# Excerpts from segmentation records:
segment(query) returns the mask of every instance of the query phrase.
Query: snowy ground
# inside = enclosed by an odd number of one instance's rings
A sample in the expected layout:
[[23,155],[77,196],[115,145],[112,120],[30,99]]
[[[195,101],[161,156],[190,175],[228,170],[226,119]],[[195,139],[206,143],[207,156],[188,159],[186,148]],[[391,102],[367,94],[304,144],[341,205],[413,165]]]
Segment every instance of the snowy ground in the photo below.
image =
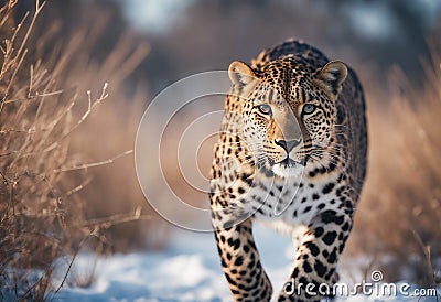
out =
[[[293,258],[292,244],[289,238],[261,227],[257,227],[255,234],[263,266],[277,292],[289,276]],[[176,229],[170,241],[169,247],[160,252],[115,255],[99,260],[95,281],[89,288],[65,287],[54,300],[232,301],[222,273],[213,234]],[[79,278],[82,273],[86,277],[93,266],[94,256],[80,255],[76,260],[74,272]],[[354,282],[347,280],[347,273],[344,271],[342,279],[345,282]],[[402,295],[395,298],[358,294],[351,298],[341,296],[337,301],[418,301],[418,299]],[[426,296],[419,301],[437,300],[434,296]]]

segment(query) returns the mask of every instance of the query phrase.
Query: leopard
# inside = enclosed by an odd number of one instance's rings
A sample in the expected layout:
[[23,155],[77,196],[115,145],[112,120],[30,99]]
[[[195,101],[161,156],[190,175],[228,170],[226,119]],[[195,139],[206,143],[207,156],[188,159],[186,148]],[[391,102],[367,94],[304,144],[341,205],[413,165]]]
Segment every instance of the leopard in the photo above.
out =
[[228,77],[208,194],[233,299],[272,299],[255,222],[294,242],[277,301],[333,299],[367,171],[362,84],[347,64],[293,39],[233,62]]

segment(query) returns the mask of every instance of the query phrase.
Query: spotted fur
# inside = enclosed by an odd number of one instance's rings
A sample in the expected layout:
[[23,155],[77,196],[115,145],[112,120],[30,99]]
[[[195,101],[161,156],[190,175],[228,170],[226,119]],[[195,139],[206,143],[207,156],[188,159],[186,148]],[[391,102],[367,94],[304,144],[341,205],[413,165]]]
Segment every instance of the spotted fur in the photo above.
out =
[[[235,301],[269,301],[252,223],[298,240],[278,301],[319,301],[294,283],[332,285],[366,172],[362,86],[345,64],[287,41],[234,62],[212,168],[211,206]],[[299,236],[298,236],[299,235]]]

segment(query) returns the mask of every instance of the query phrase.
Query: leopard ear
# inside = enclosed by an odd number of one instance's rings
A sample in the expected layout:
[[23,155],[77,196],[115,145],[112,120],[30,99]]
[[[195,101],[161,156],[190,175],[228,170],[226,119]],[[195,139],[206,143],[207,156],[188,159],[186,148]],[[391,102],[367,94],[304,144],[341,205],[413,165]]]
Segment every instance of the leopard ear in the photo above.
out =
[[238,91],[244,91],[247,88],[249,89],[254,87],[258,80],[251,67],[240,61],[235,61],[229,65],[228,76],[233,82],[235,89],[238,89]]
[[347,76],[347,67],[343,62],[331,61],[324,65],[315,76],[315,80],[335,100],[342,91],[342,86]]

# Written task:
Write the listing above out again exactly, dropping each image.

# The output:
segment(query) returns the mask of every instance of the query phrase.
Query: snowy ground
# inside = enclosed by an odd number of one instance's rings
A sample in the expected layout:
[[23,155],[77,196],[115,145],[112,120],[30,99]]
[[[195,101],[161,156],[190,175],[228,170],[226,119]],[[195,139],[206,143],[207,156],[188,159],[186,148]],[[391,102],[367,94],[304,144],[341,205],[413,165]]]
Segment every instance of the snowy ground in the photo below.
image =
out =
[[[293,258],[292,244],[289,238],[261,227],[257,227],[255,234],[263,266],[277,292],[289,276]],[[176,229],[170,241],[169,247],[160,252],[115,255],[99,260],[95,281],[89,288],[65,287],[54,300],[232,301],[222,273],[213,234]],[[79,278],[82,273],[86,277],[93,266],[94,256],[80,255],[76,260],[74,272]],[[354,282],[347,280],[347,273],[344,271],[342,279],[345,282]],[[402,295],[395,298],[358,294],[351,298],[341,296],[337,301],[418,301],[418,299]],[[426,296],[419,301],[437,300],[434,296]]]

segment(query) returns the mask of every instance of the query phrase.
Query: leopard
# inside = enclosed by an odd number of one instance's rings
A sample in the expected layout:
[[23,155],[77,196],[115,145],[112,120],[30,99]]
[[[195,101],[161,156],[190,175],[228,170],[226,119]],[[195,139],[206,143],[207,156],[188,159],[186,148]],[[391,102],[367,94],[304,144],[341,205],[413,165]]]
Segment every instance of the leopard in the photo above.
out =
[[228,77],[208,194],[233,299],[272,299],[255,222],[294,242],[277,301],[333,299],[367,171],[362,84],[347,64],[293,39],[233,62]]

segment(query) returns the mask of every instance of the query phrase.
Query: spotted fur
# inside = enclosed by an odd number of one instance's rings
A sample in the expected layout:
[[23,155],[77,196],[115,145],[112,120],[30,99]]
[[[195,101],[161,156],[190,175],[228,170],[226,119]],[[195,139],[206,143],[207,156],[188,159],[186,148]],[[391,102],[367,94],[304,144],[341,205],[413,165]]]
Segment every instance of the spotted fur in the photo above.
out =
[[[235,301],[269,301],[252,223],[298,240],[278,301],[319,301],[294,283],[332,285],[366,172],[362,86],[345,64],[287,41],[234,62],[212,168],[211,206]],[[299,236],[298,236],[299,235]]]

segment(query) returns the mask of every instance of the query phrase.
Query: leopard ear
# inside = enclosed by an odd number of one instance's rings
A sample in the expected layout:
[[23,155],[77,196],[115,145],[112,120],[30,99]]
[[[195,101],[161,156],[190,175],[228,170],[226,119]],[[195,139],[206,143],[207,156],[188,159],[186,148]],[[391,102],[367,94],[304,144],[341,205],[413,165]]]
Segment every instance of the leopard ear in the photo above.
out =
[[238,91],[244,91],[247,88],[249,89],[254,87],[258,80],[251,67],[240,61],[235,61],[229,65],[228,76],[233,82],[235,89],[238,89]]
[[347,76],[347,67],[343,62],[331,61],[324,65],[315,76],[315,80],[335,100],[342,91],[342,86]]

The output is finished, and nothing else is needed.